> **Assignment**
Starting at the line that holds "245L630 236L595 282L574" and stopping at the line that holds "positive clicks: (596, 310)", restate the records below word for word, with both of those lines included.

> **Records for the task**
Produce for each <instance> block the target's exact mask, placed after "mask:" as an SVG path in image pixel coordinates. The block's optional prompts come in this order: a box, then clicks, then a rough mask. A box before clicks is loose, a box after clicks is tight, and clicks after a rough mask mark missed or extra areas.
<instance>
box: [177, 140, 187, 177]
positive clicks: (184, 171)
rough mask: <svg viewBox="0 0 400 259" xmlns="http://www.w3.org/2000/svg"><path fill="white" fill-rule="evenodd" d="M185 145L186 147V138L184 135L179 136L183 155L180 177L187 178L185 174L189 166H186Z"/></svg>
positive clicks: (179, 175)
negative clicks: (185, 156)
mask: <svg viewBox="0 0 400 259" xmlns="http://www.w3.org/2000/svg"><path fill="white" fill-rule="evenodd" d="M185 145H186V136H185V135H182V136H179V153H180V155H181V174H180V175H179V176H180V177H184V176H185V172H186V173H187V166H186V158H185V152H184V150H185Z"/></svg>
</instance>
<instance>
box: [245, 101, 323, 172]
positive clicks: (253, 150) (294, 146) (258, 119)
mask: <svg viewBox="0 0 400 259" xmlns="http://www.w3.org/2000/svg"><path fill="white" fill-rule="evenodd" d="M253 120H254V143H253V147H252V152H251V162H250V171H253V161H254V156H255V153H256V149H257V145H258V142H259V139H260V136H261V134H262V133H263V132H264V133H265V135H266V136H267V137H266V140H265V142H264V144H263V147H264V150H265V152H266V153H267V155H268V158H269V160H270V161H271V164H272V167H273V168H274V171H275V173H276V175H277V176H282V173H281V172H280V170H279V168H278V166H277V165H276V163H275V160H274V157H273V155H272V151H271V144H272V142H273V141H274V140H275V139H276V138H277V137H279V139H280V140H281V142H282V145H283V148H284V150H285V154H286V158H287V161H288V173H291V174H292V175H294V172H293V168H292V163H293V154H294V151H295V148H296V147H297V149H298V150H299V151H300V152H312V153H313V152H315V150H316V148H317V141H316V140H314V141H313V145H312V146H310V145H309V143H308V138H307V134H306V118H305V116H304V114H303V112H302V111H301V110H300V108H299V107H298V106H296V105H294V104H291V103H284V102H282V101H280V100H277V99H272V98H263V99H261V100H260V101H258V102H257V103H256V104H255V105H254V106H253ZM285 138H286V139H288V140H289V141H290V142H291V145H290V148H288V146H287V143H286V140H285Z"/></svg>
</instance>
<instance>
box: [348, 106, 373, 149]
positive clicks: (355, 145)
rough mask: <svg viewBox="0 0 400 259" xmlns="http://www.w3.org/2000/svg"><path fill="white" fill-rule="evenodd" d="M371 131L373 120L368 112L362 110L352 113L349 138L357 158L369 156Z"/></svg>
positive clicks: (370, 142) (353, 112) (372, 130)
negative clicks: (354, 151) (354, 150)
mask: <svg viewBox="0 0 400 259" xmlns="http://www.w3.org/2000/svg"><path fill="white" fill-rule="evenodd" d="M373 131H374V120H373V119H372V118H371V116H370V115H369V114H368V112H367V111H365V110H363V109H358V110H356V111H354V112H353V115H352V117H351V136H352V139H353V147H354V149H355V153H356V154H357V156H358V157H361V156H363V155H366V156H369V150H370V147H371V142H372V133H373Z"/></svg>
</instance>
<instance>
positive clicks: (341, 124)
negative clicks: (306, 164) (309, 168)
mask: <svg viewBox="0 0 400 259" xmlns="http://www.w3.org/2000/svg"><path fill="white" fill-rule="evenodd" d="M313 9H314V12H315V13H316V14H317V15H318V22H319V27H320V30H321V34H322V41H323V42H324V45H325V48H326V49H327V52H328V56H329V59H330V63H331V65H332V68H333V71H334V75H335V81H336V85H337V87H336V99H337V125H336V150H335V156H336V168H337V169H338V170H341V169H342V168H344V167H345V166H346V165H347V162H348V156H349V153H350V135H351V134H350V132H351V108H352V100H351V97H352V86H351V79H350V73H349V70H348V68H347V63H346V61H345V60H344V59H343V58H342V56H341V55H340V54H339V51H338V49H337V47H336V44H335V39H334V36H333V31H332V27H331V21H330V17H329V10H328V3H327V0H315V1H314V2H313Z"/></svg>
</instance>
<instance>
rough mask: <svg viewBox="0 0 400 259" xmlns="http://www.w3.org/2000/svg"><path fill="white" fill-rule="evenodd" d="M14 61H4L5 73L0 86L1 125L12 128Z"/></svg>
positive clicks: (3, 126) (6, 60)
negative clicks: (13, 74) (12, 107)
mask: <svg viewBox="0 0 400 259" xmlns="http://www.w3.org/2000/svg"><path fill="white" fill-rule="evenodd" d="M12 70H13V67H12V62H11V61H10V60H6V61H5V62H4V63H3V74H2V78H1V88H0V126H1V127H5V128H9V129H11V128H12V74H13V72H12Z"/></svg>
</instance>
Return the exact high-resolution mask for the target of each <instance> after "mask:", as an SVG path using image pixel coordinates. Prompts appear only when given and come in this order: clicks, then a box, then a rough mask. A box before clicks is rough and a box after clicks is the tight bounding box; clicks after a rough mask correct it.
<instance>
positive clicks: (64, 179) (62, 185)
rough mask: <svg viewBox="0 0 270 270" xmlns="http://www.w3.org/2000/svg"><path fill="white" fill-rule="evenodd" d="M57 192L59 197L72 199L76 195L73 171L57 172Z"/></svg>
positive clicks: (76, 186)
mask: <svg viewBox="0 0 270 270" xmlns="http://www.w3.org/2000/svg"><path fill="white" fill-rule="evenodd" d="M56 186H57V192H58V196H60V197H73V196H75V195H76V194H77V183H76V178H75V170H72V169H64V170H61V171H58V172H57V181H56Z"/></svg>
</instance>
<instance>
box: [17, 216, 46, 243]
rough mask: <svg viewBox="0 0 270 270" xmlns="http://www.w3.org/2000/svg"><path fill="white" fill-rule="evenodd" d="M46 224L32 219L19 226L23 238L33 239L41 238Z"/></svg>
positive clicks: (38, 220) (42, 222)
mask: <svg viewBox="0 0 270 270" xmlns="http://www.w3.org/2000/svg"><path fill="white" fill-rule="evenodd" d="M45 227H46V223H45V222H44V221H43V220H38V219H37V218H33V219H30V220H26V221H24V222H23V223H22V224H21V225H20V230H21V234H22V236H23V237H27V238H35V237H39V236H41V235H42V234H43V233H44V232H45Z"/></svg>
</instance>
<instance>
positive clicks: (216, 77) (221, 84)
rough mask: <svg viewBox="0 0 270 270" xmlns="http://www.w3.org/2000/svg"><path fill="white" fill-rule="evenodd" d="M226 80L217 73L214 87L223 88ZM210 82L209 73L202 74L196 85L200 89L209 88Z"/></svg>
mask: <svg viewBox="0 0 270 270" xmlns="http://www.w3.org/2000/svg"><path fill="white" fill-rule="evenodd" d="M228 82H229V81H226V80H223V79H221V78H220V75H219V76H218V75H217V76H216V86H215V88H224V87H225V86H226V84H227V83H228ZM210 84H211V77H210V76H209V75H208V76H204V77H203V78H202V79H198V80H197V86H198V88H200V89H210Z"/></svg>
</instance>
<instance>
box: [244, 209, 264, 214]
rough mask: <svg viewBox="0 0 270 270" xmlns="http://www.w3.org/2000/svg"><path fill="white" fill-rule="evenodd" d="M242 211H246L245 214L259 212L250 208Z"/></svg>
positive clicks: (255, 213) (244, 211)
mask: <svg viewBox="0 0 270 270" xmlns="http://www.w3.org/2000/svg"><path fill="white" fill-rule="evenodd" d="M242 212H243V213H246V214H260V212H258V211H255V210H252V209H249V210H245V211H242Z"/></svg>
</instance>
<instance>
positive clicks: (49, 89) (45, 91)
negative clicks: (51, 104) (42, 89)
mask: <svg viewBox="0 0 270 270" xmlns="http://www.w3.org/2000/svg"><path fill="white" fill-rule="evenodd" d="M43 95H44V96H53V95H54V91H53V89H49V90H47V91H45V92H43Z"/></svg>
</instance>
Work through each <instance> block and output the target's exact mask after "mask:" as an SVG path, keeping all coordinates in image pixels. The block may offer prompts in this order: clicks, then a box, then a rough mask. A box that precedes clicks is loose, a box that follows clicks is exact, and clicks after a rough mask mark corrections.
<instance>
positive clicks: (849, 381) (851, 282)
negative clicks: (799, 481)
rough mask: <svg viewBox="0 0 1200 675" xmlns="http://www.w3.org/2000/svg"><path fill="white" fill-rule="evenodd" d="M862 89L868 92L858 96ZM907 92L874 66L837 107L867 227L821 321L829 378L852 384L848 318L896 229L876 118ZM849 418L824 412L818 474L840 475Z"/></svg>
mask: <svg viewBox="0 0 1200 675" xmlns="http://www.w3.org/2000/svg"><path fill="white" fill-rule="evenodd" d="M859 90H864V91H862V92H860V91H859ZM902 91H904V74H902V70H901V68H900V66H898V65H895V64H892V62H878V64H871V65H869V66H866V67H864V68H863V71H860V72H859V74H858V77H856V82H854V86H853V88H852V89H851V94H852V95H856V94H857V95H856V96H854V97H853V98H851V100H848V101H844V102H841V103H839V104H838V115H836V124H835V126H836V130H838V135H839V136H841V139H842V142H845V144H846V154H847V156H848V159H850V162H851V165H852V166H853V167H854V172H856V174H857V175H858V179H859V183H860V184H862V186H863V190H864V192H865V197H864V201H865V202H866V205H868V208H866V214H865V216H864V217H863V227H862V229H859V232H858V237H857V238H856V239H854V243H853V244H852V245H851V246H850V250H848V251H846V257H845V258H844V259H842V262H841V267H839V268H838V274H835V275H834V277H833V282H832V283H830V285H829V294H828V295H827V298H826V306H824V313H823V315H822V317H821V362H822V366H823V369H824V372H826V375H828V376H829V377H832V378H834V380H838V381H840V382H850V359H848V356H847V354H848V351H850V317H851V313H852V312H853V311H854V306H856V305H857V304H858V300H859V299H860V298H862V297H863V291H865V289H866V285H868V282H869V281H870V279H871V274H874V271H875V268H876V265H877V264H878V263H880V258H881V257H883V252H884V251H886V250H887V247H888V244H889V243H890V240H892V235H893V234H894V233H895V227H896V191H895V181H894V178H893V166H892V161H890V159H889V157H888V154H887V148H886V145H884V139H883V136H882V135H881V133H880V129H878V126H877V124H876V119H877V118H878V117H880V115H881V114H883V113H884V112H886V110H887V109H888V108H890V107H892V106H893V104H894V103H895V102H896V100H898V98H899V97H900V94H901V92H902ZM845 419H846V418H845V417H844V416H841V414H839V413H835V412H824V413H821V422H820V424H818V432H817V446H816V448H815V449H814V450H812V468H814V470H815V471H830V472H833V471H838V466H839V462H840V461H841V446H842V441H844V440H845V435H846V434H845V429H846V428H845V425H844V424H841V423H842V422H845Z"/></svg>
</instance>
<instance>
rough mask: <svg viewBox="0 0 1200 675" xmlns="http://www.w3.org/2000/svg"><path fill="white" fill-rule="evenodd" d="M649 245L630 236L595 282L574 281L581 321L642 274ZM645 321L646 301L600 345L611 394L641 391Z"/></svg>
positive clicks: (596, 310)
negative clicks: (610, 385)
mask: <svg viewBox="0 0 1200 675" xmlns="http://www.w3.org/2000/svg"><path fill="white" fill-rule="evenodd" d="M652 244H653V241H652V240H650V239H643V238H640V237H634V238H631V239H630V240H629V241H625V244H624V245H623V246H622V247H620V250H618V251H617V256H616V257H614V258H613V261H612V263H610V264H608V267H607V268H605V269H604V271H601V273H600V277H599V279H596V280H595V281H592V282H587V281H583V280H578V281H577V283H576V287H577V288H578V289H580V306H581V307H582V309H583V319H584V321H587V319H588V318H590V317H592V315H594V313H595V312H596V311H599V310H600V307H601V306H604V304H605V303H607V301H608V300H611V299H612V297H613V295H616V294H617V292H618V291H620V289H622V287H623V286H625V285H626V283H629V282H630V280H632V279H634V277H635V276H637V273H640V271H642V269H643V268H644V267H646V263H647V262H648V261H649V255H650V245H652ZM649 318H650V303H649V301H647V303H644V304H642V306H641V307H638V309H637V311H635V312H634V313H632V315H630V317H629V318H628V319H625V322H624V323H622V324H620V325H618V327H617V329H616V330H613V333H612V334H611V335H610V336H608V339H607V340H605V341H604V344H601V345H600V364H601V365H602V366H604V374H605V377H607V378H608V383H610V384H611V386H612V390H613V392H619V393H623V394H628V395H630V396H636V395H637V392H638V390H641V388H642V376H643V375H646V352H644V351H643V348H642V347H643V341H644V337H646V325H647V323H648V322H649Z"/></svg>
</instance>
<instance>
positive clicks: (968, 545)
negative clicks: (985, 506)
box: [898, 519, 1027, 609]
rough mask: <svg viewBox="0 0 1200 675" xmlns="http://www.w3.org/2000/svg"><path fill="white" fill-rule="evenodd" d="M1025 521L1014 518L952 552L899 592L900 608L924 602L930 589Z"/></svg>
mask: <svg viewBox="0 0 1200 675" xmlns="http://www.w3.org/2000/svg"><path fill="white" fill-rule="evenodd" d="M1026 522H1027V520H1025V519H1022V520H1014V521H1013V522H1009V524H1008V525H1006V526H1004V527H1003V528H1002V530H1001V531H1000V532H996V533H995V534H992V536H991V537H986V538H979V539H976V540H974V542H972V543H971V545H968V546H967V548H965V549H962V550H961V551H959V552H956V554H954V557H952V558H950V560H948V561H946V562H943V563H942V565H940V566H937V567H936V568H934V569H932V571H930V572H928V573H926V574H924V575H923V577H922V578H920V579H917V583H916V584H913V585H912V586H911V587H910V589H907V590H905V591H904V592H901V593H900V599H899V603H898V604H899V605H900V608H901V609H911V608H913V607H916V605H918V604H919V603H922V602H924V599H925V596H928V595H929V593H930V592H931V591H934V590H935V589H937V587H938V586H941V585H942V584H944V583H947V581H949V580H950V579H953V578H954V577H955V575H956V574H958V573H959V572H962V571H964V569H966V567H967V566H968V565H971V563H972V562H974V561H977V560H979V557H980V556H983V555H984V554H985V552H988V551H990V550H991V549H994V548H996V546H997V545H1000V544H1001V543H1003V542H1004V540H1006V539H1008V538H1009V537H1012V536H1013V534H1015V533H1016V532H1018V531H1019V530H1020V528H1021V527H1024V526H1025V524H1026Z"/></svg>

> **Response area**
rough mask: <svg viewBox="0 0 1200 675" xmlns="http://www.w3.org/2000/svg"><path fill="white" fill-rule="evenodd" d="M649 245L630 236L595 282L574 281L581 321L642 274ZM645 321L646 301L600 345L611 394L641 391Z"/></svg>
positive clicks: (596, 310)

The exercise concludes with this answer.